* **AUFGABENSTELLUNG**: Sammeln Sie aus den folgenden Einträgen jede Zeile, die das Wort „plastic“ enthält, und geben Sie diese Zeilen unverändert wieder. Achten Sie dabei auf Groß- und Kleinschreibung.

* **Einträge mit Koordinatenannotationen**:
• • • • •

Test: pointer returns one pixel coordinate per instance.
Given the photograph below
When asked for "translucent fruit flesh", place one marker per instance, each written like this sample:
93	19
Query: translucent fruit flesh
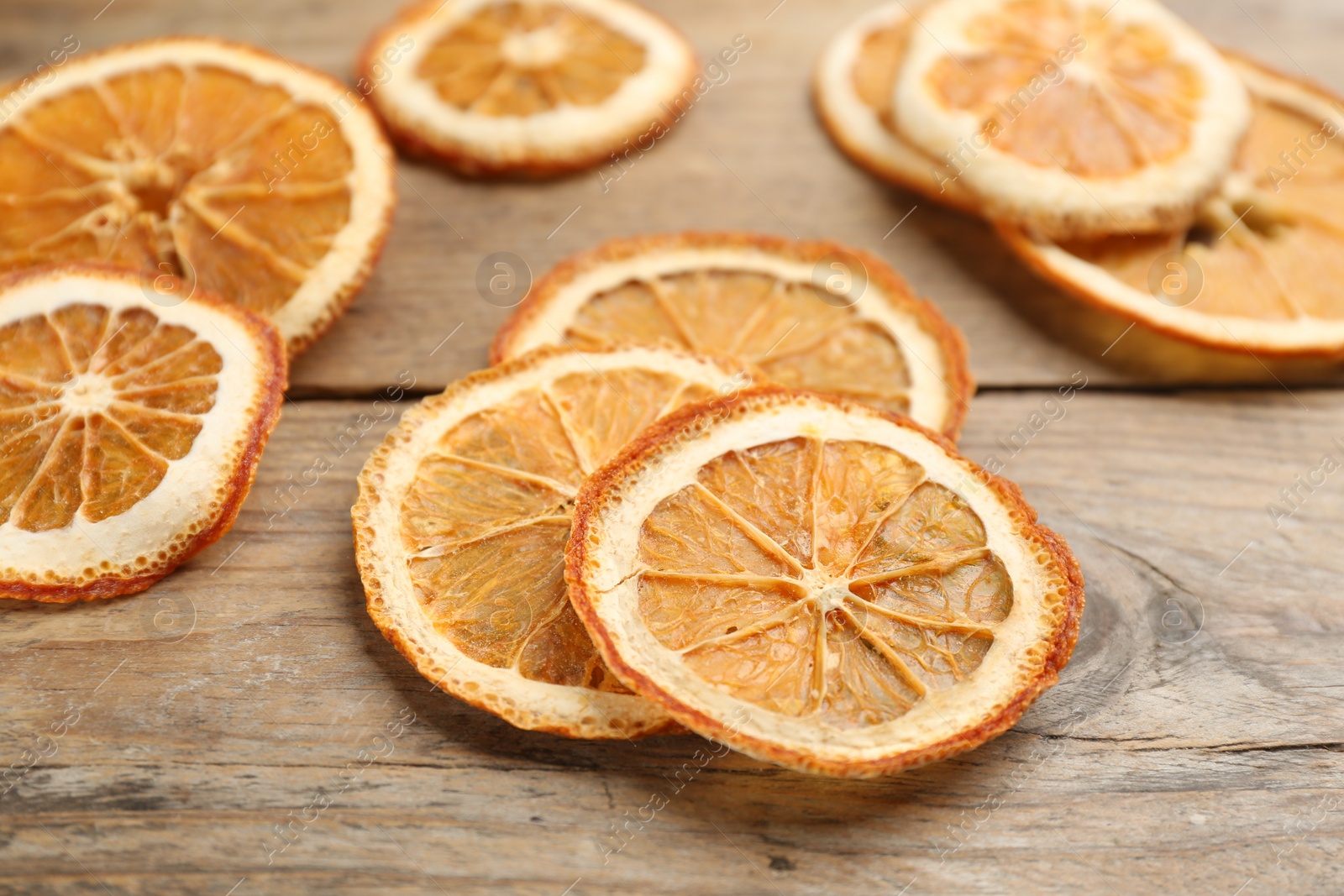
488	516
93	406
195	170
1124	105
1272	244
795	333
524	58
823	579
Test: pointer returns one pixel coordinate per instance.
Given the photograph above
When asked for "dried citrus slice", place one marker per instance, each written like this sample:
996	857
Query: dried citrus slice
1072	117
820	584
811	315
463	517
853	89
528	86
1261	270
131	432
252	177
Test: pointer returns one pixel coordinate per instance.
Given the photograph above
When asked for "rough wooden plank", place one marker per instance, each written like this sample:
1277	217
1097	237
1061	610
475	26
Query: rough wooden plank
750	156
1193	746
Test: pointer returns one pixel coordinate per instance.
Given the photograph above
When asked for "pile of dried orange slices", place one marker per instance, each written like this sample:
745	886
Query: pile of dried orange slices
1117	152
176	217
706	485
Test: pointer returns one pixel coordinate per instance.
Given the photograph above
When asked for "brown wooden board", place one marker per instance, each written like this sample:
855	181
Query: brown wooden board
1193	745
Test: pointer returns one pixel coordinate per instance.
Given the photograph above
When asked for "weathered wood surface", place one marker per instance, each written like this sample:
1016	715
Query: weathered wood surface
1193	746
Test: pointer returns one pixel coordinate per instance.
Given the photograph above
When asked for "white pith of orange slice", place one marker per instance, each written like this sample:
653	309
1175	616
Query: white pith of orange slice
528	86
1072	117
820	584
266	183
129	430
853	87
1268	248
464	513
766	301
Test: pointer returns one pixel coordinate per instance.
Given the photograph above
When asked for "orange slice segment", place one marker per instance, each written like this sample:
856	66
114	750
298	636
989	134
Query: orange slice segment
810	315
250	177
129	432
853	87
1260	269
820	584
464	513
1072	117
528	86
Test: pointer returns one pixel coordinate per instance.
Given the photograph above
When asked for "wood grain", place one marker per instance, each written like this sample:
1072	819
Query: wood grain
1193	745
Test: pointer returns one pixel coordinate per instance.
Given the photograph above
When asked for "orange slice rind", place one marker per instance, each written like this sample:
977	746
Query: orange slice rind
464	513
806	313
820	584
531	87
131	430
853	89
1261	269
266	183
1072	117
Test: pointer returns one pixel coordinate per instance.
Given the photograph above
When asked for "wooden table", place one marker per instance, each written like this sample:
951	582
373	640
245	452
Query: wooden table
1193	746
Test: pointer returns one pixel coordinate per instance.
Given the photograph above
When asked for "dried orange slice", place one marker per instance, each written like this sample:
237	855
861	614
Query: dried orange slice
463	517
252	177
528	86
1261	270
853	87
131	432
1072	117
820	584
811	315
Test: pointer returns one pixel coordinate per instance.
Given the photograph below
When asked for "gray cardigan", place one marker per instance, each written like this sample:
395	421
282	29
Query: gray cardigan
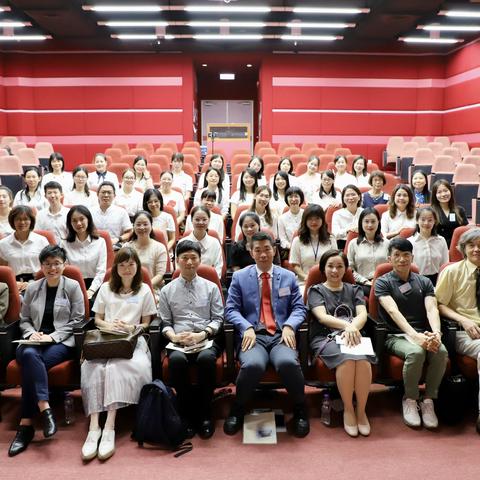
68	310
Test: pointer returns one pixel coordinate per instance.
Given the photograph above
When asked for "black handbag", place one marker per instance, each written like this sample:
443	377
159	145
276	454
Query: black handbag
99	344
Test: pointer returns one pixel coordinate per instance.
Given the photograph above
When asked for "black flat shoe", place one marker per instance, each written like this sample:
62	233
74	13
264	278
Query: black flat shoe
49	425
206	428
24	436
301	424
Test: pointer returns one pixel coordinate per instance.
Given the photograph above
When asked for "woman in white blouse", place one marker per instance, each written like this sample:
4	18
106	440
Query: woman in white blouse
56	166
171	197
327	195
85	249
400	213
6	200
143	179
309	182
312	241
128	197
289	222
346	219
359	171
213	181
32	195
152	254
281	183
342	177
246	193
430	250
20	250
210	246
367	251
80	194
153	203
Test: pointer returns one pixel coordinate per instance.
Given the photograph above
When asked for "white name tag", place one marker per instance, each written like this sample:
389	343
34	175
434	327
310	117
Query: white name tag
283	292
62	302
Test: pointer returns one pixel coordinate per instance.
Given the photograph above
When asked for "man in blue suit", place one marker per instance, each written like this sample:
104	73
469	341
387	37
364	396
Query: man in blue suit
265	306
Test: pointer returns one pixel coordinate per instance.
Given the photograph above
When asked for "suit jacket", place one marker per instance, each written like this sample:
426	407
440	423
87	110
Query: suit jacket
68	310
243	303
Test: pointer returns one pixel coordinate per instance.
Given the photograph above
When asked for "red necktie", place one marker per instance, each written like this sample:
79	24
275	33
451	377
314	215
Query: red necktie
266	313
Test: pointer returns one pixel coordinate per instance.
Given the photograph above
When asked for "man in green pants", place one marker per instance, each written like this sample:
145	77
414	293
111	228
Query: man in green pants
409	309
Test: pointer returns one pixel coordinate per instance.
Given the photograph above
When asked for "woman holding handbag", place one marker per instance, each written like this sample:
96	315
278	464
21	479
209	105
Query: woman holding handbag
121	305
339	309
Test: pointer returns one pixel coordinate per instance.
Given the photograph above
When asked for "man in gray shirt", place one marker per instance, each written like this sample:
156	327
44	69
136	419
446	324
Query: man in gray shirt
191	310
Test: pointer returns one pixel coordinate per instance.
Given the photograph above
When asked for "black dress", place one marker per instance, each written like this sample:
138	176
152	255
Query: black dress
327	349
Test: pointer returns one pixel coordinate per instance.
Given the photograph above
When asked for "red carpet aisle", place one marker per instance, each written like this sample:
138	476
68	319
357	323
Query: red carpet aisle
392	452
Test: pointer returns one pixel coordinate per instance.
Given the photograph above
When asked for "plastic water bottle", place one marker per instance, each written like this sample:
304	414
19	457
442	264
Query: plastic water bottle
326	409
69	409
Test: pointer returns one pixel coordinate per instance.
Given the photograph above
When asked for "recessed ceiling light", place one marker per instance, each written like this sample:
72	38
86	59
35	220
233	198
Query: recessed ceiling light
18	38
227	37
450	28
460	13
430	40
134	24
227	9
327	11
227	24
320	38
123	8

• • • • •

* **RICHTIGE LÖSUNG**:
When asked for "plastic water bottle", place one marker per instance, each written like this sample:
Query: plastic water bottle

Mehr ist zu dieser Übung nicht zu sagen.